• YOUR INSTRUCTIONS:
Count how many lines in the extracted records below contain the word "dark", treating uppercase and lowercase as different. Reply with the number alone.

>> Start DATASET RECORDS

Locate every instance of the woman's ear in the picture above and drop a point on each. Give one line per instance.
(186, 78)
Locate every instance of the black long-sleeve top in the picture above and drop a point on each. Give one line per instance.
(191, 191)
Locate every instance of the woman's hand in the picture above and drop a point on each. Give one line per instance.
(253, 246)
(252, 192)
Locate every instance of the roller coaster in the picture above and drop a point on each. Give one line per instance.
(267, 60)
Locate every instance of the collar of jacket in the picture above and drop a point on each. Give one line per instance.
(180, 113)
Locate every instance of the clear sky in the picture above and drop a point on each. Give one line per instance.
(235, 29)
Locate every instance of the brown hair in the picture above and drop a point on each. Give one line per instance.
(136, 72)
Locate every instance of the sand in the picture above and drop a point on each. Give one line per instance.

>> End DATASET RECORDS
>> Start DATASET RECORDS

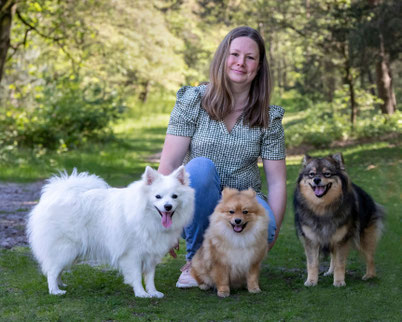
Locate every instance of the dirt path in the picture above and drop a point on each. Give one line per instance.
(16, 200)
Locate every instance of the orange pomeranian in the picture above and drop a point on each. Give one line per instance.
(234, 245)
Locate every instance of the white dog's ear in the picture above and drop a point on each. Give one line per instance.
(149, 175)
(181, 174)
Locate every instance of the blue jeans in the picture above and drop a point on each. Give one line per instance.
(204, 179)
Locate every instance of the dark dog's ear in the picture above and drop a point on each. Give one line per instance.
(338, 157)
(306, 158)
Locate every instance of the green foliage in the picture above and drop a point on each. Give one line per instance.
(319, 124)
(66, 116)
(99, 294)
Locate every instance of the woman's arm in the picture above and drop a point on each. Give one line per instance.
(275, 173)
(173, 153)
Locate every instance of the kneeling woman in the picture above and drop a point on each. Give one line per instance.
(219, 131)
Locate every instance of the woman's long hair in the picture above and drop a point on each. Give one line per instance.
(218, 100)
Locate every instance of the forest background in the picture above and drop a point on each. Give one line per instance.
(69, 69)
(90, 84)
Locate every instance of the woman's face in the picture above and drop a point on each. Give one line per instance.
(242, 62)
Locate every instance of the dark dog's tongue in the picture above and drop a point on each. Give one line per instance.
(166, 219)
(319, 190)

>> End DATASET RECORDS

• WORKED ANSWER:
2